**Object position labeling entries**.
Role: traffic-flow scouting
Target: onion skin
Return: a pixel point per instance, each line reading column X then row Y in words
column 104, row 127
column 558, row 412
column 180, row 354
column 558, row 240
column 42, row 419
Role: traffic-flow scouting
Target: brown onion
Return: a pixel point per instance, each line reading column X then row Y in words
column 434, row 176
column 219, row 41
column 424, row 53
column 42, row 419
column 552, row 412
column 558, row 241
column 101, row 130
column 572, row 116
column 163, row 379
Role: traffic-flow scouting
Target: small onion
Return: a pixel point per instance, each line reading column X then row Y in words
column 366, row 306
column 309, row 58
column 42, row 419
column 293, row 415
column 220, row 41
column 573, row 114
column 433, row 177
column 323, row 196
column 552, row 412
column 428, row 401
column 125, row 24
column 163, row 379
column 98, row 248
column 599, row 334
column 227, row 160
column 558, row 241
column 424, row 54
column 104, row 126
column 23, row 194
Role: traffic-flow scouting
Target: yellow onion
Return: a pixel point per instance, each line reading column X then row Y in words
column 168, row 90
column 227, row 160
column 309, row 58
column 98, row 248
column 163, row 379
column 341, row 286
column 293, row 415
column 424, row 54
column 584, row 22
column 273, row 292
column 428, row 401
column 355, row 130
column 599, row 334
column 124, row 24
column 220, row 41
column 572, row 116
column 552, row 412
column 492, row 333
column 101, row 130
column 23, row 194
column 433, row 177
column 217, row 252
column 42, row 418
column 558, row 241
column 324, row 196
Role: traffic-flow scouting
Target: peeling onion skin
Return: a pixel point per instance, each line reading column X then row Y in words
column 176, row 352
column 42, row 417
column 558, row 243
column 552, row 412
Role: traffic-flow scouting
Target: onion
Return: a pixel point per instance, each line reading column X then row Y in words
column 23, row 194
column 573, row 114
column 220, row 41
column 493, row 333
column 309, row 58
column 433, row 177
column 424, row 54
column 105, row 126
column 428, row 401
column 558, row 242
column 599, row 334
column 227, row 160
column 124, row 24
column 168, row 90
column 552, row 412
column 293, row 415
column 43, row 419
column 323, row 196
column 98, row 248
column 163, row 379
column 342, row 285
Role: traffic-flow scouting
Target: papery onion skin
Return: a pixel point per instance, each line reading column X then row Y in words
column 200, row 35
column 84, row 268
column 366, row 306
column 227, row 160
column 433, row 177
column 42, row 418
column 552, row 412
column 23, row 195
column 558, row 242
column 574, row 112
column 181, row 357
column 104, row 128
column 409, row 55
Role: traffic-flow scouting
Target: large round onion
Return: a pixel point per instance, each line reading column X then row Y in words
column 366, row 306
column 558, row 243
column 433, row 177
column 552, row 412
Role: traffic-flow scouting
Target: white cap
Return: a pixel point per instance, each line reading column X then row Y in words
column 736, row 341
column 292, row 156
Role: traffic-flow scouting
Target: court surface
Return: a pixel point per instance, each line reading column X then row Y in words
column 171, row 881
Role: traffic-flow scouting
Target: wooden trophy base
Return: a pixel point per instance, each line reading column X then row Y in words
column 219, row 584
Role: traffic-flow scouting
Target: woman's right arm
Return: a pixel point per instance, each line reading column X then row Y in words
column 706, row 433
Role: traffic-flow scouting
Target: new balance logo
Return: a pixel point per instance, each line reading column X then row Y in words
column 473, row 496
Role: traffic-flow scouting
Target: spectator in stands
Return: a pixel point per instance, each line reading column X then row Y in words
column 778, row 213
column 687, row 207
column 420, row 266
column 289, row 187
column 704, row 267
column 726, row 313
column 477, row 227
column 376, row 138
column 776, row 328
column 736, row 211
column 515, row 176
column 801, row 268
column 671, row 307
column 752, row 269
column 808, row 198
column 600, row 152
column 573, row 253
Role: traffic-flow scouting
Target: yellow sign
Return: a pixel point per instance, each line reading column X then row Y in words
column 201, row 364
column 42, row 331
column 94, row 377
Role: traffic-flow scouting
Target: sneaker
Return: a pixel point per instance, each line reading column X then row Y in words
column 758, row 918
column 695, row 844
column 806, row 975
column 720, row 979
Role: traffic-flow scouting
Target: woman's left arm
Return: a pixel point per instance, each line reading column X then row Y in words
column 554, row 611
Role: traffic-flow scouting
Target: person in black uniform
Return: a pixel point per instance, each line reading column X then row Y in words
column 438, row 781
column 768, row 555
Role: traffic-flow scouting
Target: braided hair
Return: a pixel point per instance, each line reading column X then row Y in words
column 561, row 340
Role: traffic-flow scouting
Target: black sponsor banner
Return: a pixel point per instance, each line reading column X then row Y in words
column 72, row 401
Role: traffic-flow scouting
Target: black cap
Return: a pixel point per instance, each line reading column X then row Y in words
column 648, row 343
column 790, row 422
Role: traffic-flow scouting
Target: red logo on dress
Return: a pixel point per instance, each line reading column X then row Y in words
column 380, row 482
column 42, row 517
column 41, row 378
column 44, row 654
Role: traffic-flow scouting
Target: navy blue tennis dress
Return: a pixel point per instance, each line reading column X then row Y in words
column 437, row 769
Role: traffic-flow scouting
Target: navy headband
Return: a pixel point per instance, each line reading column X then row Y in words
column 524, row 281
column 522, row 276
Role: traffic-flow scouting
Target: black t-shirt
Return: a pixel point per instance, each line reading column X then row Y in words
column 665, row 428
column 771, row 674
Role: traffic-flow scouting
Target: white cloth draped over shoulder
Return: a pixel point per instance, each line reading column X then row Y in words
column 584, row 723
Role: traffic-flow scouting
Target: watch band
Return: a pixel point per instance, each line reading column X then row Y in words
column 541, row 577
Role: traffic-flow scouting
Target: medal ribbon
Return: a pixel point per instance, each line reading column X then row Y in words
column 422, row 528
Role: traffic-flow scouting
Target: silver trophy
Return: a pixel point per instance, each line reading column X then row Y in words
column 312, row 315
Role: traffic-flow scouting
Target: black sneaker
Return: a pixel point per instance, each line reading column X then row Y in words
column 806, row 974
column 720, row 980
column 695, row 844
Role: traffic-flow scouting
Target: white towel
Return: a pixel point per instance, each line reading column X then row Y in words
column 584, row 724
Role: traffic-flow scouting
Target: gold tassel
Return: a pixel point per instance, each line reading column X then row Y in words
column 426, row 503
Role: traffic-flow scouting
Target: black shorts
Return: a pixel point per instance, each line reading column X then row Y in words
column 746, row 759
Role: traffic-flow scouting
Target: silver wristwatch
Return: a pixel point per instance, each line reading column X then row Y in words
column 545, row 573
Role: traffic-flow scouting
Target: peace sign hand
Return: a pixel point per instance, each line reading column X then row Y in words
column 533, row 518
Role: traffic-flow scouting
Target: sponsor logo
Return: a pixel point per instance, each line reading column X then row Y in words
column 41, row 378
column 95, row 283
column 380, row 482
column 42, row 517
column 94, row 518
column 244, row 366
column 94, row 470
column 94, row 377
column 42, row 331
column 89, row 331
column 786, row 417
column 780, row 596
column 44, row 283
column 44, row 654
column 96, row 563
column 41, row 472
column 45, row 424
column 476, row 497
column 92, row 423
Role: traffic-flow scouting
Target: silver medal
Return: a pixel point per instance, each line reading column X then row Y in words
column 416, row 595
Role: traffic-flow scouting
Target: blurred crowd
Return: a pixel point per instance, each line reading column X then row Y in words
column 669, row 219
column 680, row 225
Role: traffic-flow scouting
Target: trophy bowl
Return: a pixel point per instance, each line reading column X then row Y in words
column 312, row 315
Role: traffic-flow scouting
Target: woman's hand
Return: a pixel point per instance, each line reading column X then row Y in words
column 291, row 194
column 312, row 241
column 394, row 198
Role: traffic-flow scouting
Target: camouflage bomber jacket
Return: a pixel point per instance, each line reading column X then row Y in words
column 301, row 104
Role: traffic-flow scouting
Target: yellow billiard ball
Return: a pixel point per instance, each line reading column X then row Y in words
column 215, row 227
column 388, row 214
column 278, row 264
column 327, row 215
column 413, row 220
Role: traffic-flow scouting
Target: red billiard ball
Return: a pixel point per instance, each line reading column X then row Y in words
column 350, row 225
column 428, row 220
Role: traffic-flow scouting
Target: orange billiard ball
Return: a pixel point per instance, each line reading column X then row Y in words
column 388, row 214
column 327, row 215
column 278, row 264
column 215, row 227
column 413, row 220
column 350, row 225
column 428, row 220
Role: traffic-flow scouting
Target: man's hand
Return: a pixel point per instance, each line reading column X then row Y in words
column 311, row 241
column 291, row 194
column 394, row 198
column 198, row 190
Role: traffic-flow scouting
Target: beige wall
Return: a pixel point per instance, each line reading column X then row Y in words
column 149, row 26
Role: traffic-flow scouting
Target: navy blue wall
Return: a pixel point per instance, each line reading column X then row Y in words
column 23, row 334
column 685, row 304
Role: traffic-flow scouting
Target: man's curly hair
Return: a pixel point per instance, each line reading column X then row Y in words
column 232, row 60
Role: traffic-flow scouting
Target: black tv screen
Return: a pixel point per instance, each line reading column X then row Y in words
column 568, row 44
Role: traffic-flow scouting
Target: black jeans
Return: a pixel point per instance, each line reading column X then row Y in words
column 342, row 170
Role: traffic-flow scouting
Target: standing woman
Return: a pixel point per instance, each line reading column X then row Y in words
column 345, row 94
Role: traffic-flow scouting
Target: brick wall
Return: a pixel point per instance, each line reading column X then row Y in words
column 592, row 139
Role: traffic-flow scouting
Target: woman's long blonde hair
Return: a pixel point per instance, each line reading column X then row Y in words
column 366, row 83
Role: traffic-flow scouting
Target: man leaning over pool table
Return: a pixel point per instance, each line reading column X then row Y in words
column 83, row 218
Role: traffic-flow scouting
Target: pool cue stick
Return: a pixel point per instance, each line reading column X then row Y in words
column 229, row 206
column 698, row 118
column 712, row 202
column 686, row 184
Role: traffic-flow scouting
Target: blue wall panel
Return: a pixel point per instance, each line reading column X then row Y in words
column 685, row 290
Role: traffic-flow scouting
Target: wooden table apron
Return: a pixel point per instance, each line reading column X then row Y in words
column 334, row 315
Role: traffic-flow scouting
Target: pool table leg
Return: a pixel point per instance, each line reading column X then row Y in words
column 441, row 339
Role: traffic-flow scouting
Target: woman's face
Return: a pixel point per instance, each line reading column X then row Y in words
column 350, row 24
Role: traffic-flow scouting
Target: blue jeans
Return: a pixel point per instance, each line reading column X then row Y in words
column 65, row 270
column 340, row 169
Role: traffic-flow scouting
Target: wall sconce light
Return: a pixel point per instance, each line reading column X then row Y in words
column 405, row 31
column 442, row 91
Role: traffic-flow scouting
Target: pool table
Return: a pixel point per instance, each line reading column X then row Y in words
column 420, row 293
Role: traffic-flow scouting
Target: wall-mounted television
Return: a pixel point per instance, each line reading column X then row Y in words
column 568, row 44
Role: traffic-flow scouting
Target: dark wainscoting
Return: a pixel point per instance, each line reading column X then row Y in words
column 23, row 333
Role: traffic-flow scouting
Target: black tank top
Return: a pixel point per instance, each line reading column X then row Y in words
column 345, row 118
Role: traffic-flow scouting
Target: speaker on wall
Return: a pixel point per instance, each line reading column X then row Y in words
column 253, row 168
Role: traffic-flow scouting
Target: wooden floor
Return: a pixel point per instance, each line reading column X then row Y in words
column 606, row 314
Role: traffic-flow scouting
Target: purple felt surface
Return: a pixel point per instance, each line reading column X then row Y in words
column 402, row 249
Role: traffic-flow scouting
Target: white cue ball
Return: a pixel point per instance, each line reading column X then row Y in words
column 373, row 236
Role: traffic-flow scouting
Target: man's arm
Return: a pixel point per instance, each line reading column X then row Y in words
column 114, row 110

**SHORT TASK**.
Show every line above that contains the word "onion". Case counts.

**ANSWER FOR THIS EXERCISE**.
Target: onion skin
Target: brown onion
Target: small onion
Target: yellow onion
Target: peeling onion skin
Target: onion
Target: papery onion skin
Target: large round onion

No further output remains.